Tasks:
a: Translate this sentence from the COVID-19 FAQ into Spanish: "Most people (about 80%) recover from the disease without needing special treatment."
b: Decide whether each statement agrees with the COVID-19 FAQ. Answer yes or no, and quote the deciding words. (i) The university put its Business Continuity Plan into effect within 30 minutes. (ii) Staff continue to work on campus while it is closed. (iii) The student's father recently arrived in Canada from overseas.
c: Copy out the COVID-19 FAQ word for word, from "A3): We are" up to and including "Canada from overseas.".

Page extract:
FAQ about a student with a presumptive case of COVID-19

Q1): When did you first identify that there could be a case of COVID-19 on campus?

A1: Late in the evening of March, 4, 2020, it was brought to our attention that a student might have come into contact with COVID-19.

Q2): How long did it take you to respond to this issue?

A2): We have a very robust Business Continuity Plan (BCP) and we were able to implement our BCP within 30 mins, switching our teaching to an online delivery mode and temporarily closing our campuses in Vancouver, BC pending a full disinfection of the facilities.

Q3): Do you expect more cases within the institution?

A3): We are confident that we have managed to contain the student who was potentially affected, and the deep-cleaning of our campuses is therefore a precautionary measure. Students and staff who may have been in close contact with the affected students have been identified and contacted with information and advice. 

Q4): Have you perhaps over-reacted to this potential threat?

A4): No, our overarching goal is to protect our  students, staff and faculty and we also have a responsibility toward our wider community. Therefore, we have acted in the most responsible manner possible and as quickly as possible.

Q5): What are the names of the students and where did they come from?

A5): We cannot discuss details of the students involved, but can confirm that the father of the student has recently arrived in Canada from overseas.

Q6): Did they contract COVID-19 in Canada?

A6): We do not believe so. 

Q7): Why are you hopeful to re-open so soon?

A7): We have only closed our campus and premises as a precaution. We remain ‘open’ via online resources, and our faculty and students are in direct contact virtually.

Q8): Are your faculty still attending campus and should students ask for a refund/compensation?

A8): As a precaution we have closed our campus and no staff or students are on site. Only a ‘deep clean team’ at this moment is on-site. There has been no disruption to our education delivery to students. Students are still being taught their syllabus – we remain fully functioning. 

Q9): What will you do if other cases occur?

A9): At this time, it is too soon to speculate, but we would take robust action should this be the case.

Q10): Do you think it is safe for international travel at this time?

A10): We are taking the advice from the federal government and also the WHO and making the best judgements we can – Canada remains open for international travel at this time and we are also working closely with local BC health authorities – unfortunately we do not expect to be the only organization in BC affected by a potential COVID-19 illness.

Q11): I think that I may have been in contact with an affected student; I’m worried. Why don’t you publish their classes and specific whereabouts?

A11): We have identified students and staff who may have been in close contact with the affected students and they have been contacted with information and advice. The University will continue to support them remotely. If we have not contacted you, you can be reassured that you would not have been in close contact with the affected students. 

Q12): What will happen with your next term of study? I applied to join the University; will my course go ahead?

A12): Yes, all our courses are running as usual. We have taken a temporary, precautionary measure of delivering our courses online for a brief period of time while our campuses are being disinfected; all our courses will run as usual.

Q13): I am feeling unwell and am concerned – what to do?

A13): If you are unwell, please contact your doctor or health care provider for immediate advice.

Generally, the symptoms of Covid-19 for most otherwise healthy people are expected to be mild and resemble those of the flu, including fever, tiredness, and dry cough. Some people may have aches and pains, nasal congestion, runny nose, sore throat or diarrhea. These symptoms are usually mild and begin gradually. Some people become infected but don’t develop any symptoms and don't feel unwell. Most people (about 80%) recover from the disease without needing special treatment.

Those with underlying health conditions and those over 60 are at increased risk and should discuss the best measures with their doctor or healthcare provider.

Q14): How can I protect myself against Covid-19 infection?

A14): You can reduce your chances of being infected or spreading COVID-19 by taking some simple precautions:

  1. Regularly and thoroughly clean your hands with an alcohol-based hand rub or wash them with soap and water for at least 20 seconds (preferred).

  2. Maintain at least 1 metre (3 feet) distance between yourself and anyone who is coughing or sneezing.

  3. Avoid touching eyes, nose and mouth; always wash your hands thoroughly before touching your face.

  4. Make sure you, and the people around you, follow good respiratory hygiene. This means covering your mouth and nose with your bent elbow or tissue when you cough or sneeze. Then dispose of the used tissue immediately.

  5. Stay home if you feel unwell. If you have a fever, cough and difficulty breathing, seek medical attention and call in advance. Follow the directions of your local health authority.

Dataset extract:
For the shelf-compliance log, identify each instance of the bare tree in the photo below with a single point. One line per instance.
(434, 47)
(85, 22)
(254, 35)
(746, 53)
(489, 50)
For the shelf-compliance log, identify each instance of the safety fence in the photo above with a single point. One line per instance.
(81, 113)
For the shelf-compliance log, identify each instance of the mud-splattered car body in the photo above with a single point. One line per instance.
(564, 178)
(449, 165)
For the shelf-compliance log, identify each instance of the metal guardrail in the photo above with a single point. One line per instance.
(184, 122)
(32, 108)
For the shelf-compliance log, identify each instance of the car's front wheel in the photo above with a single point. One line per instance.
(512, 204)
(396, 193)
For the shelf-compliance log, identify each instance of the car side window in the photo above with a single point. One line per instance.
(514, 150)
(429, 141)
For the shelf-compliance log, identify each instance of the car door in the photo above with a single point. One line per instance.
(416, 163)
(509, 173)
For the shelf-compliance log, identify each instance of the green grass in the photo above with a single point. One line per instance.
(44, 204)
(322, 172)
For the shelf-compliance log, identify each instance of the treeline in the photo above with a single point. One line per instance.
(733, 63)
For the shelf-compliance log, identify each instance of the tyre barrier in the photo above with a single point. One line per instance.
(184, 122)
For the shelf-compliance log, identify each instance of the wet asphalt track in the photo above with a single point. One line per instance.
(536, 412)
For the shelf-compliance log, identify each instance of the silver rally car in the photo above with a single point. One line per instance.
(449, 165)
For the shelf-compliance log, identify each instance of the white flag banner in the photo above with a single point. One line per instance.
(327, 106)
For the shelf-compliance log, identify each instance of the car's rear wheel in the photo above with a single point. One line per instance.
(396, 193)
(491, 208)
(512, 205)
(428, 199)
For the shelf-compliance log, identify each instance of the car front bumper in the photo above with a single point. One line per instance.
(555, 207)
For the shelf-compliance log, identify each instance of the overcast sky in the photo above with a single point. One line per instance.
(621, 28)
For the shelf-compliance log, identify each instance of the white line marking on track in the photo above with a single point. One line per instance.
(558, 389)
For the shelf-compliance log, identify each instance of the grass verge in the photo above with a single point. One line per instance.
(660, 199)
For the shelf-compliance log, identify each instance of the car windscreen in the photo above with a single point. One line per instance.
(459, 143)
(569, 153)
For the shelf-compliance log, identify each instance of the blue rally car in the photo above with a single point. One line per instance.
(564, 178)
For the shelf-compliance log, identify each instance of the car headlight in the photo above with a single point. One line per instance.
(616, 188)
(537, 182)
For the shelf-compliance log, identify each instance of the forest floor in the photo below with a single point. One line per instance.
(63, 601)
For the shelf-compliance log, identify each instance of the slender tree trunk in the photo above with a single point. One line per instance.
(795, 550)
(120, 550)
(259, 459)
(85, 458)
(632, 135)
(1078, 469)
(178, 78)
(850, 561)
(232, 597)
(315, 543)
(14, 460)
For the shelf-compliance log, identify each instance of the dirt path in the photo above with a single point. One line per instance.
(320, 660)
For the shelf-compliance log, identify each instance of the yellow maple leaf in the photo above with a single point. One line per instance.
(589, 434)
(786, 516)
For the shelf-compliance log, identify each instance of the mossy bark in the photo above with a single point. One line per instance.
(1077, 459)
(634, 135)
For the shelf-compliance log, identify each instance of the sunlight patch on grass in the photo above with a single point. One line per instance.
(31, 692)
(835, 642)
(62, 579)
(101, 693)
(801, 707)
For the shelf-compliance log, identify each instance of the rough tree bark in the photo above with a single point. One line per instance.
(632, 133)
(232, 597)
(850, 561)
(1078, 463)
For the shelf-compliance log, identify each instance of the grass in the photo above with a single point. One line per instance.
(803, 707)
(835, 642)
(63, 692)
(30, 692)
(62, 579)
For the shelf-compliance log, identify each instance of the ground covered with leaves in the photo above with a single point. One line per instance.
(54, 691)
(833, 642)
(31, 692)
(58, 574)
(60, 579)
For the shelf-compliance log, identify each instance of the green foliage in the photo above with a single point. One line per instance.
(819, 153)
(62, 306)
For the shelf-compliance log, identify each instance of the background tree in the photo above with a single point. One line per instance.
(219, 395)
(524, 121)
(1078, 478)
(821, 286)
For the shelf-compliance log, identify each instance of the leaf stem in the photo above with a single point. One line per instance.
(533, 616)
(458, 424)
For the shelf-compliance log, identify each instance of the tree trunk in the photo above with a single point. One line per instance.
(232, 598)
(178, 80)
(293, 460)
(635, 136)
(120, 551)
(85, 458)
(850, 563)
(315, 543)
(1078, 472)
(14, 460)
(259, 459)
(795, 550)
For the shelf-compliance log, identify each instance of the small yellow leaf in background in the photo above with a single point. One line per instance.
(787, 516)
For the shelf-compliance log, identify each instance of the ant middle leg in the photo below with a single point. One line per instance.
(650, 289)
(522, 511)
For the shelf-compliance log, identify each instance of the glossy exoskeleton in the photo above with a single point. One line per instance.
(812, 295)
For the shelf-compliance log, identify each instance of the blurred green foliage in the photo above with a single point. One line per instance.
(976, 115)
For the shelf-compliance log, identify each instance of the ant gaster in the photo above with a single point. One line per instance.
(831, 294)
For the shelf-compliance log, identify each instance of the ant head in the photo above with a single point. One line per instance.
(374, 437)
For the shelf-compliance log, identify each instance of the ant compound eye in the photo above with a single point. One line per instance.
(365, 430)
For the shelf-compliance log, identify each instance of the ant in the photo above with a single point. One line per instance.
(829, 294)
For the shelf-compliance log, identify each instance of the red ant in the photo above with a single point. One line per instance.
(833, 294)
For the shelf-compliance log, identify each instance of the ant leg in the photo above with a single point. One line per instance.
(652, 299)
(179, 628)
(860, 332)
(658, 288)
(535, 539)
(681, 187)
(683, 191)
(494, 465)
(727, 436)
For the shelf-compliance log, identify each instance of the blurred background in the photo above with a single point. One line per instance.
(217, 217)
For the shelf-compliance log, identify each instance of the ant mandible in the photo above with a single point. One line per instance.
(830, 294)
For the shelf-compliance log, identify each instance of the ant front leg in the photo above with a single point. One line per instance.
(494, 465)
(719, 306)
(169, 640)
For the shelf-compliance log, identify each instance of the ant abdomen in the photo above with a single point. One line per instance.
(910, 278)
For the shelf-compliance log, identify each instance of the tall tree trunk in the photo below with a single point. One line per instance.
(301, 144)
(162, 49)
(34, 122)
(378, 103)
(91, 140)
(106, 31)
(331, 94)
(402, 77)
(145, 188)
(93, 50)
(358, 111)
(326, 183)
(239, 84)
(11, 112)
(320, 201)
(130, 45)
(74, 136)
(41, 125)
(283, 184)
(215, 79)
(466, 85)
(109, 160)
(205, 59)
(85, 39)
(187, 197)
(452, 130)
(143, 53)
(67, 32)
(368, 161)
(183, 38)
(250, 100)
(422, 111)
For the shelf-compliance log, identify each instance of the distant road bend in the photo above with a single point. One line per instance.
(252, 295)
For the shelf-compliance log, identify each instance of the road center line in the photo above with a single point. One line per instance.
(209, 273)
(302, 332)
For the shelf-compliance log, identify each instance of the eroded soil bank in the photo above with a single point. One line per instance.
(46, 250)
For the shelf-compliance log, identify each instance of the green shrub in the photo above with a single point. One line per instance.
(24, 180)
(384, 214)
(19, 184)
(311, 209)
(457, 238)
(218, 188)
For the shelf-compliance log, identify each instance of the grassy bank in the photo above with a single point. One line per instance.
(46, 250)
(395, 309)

Expected results:
a: La mayoría de las personas (alrededor del 80 %) se recupera de la enfermedad sin necesitar un tratamiento especial.

b:
(i) Yes: "we were able to implement our BCP within 30 mins"
(ii) No: "no staff or students are on site"
(iii) Yes: "the father of the student has recently arrived in Canada from overseas"

c:
A3): We are confident that we have managed to contain the student who was potentially affected, and the deep-cleaning of our campuses is therefore a precautionary measure. Students and staff who may have been in close contact with the affected students have been identified and contacted with information and advice. 

Q4): Have you perhaps over-reacted to this potential threat?

A4): No, our overarching goal is to protect our  students, staff and faculty and we also have a responsibility toward our wider community. Therefore, we have acted in the most responsible manner possible and as quickly as possible.

Q5): What are the names of the students and where did they come from?

A5): We cannot discuss details of the students involved, but can confirm that the father of the student has recently arrived in Canada from overseas.